Return all of the data exactly as given.

++++

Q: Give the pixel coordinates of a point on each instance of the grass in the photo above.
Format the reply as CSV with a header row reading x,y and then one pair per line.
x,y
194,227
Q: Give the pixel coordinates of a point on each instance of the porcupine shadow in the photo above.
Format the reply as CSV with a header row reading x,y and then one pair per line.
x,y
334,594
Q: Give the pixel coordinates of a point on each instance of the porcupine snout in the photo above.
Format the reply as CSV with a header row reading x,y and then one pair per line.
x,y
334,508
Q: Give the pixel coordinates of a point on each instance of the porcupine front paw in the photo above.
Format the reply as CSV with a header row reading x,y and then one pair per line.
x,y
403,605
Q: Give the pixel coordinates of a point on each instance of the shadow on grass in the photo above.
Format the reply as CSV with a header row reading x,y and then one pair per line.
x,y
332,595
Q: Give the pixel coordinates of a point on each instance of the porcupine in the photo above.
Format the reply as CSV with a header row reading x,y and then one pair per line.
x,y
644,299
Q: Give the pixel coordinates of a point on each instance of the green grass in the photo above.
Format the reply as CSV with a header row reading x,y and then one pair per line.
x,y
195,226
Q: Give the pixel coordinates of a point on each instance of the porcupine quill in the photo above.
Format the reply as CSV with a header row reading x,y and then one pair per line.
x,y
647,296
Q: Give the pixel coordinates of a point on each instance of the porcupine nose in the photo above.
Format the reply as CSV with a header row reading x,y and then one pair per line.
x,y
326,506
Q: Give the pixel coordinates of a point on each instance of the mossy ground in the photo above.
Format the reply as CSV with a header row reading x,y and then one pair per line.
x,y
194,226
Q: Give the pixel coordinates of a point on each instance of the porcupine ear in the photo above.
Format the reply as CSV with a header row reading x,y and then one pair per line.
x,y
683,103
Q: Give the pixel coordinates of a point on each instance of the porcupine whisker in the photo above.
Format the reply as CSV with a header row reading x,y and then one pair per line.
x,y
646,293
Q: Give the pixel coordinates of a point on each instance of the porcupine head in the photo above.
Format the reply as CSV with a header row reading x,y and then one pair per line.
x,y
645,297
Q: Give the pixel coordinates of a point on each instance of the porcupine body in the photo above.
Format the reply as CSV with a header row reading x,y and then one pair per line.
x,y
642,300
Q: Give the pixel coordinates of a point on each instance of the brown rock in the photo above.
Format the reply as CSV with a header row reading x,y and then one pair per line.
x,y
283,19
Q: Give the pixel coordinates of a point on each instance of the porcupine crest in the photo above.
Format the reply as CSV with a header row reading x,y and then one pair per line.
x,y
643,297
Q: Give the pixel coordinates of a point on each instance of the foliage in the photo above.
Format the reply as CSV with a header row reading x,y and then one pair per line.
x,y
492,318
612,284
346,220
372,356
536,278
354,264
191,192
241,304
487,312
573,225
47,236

++++

CORRECT RESPONSE
Q: Give the pixel coordinates of a point on each instance of the grass in the photo above.
Format the reply as CSV with a header row reading x,y and then one pair per line.
x,y
194,227
Q: Give the pixel coordinates of a point on each instance of the porcupine shadow in the photo above.
Format the reply as CSV with a header row reading x,y and then one pair per line.
x,y
334,594
Q: Give the pixel coordinates of a point on each instance of the porcupine snout in the photo above.
Format the reply as CSV with a header row reading x,y and then one pair per line.
x,y
334,508
Q: Give the pixel coordinates of a point on each instance of the porcupine front paw in the photo above.
Format the reply as CSV with a header row reading x,y and then one pair per line.
x,y
403,605
Q: Give the pixel coordinates of a point on each instance of the shadow on grass in the photo above.
Format the reply as CSV with a header row reading x,y and then one pair per line.
x,y
332,595
Q: Give the pixel coordinates of a point on each instance of the porcupine in the photo above.
Format the reply as CSV with a header row reading x,y and then one pair per line.
x,y
644,299
Q: Give the pixel coordinates of a point on each instance of the green grass in the photo above.
Format the reply as CSV with a header row reading x,y and then one pair per line.
x,y
195,226
Q: Give the pixel coordinates of a point on each instance of the porcupine quill in the photo above.
Format the reply as CSV with a header row reading x,y and then one pair per line.
x,y
647,296
Q: Give the pixel coordinates of a point on each instance of the porcupine nose in the photo above.
Format the reply as CSV with a header row reading x,y and then one pair per line.
x,y
326,506
Q: Give the pixel coordinates of a point on each instance of the mossy ground in the photo above.
Format the reply as CSV with a header row reading x,y and then one pair per line.
x,y
194,226
Q: Give the pixel coordinates of a point on each instance of the porcupine ear in the photo above.
Format the reply as CSV with a header row reading x,y and then one pair per line.
x,y
683,103
Q: Give the pixel coordinates of a point on each instance of the porcupine whisker in the photo above.
Format the reply as CSV with a header row reading x,y and then one pair per line.
x,y
646,293
Q: Give the pixel coordinates of a point on each instance of the porcupine head in the photo above.
Format the reply as CSV with a header row reading x,y and then one pair per line.
x,y
645,297
Q: Give the pixel coordinates of a point on each instance of the porcupine body in the photo above.
Format the reply as CSV with a header row reading x,y and then one pair per line.
x,y
642,300
Q: Give the pixel coordinates of a point on each instance of the brown rock in the photo above.
Format the reply as CSV with a header row reading x,y and then one pair per line.
x,y
283,19
Q: Give the pixel coordinates of a point on each instance of the porcupine crest in the photo above.
Format the reply as CSV with a header row reading x,y and then one pair per line.
x,y
643,297
Q: Give the pixel coordinates of a point on each instance of the foliage in the photo above.
Format the reply as CSV with a header row reading x,y and then one pair per line.
x,y
492,318
612,284
346,220
372,356
536,278
354,264
191,192
241,304
487,312
573,225
47,236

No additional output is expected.